## GIVEN INSTRUCTION
Reproduce the data below verbatim, starting with the line that contains "Where can the arched" and going on through the last line of the data.

## PROVIDED RECORDS

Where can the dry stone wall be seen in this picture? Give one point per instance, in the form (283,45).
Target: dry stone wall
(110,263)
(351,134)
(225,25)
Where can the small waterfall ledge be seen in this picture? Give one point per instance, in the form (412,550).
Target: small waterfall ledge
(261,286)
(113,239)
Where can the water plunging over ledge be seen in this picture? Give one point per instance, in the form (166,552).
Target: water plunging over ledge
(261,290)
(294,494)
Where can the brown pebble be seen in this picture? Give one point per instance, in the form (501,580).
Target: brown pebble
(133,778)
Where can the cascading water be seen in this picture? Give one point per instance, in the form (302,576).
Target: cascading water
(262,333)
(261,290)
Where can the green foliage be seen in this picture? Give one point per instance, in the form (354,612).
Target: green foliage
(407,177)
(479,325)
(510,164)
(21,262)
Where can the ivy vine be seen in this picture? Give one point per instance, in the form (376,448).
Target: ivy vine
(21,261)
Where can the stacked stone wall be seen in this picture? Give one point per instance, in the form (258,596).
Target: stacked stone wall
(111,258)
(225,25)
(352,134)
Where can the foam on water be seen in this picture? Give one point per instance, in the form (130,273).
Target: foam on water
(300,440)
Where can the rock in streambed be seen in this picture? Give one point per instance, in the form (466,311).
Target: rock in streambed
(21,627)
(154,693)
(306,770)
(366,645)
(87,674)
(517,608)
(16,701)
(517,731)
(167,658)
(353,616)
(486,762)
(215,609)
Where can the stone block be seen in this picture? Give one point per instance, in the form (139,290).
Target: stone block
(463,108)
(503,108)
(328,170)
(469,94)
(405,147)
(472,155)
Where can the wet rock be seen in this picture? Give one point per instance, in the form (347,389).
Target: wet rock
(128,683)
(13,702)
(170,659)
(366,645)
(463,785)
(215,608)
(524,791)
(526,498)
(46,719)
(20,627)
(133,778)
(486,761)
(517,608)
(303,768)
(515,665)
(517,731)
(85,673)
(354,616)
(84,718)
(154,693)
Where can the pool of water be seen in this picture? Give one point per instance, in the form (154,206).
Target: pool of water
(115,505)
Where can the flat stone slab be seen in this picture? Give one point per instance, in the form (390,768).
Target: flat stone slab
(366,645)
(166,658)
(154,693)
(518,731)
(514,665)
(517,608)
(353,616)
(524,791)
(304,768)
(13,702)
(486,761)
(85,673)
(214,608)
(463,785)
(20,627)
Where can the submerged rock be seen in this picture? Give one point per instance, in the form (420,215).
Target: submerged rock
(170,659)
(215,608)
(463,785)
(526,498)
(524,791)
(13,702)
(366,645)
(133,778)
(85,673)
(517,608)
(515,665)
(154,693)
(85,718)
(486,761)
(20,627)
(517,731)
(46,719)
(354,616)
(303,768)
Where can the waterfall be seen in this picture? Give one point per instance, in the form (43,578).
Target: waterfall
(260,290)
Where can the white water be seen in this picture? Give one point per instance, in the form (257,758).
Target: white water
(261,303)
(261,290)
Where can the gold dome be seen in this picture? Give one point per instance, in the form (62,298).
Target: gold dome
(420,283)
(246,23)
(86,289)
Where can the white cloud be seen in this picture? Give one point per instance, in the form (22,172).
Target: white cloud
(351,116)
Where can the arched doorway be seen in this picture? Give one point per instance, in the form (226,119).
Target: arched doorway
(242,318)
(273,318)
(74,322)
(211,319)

## RIGHT ANSWER
Where can the arched doorway be seen in this picture? Give one point per instance, in the form (226,119).
Target: arched doorway
(242,318)
(273,318)
(74,322)
(211,319)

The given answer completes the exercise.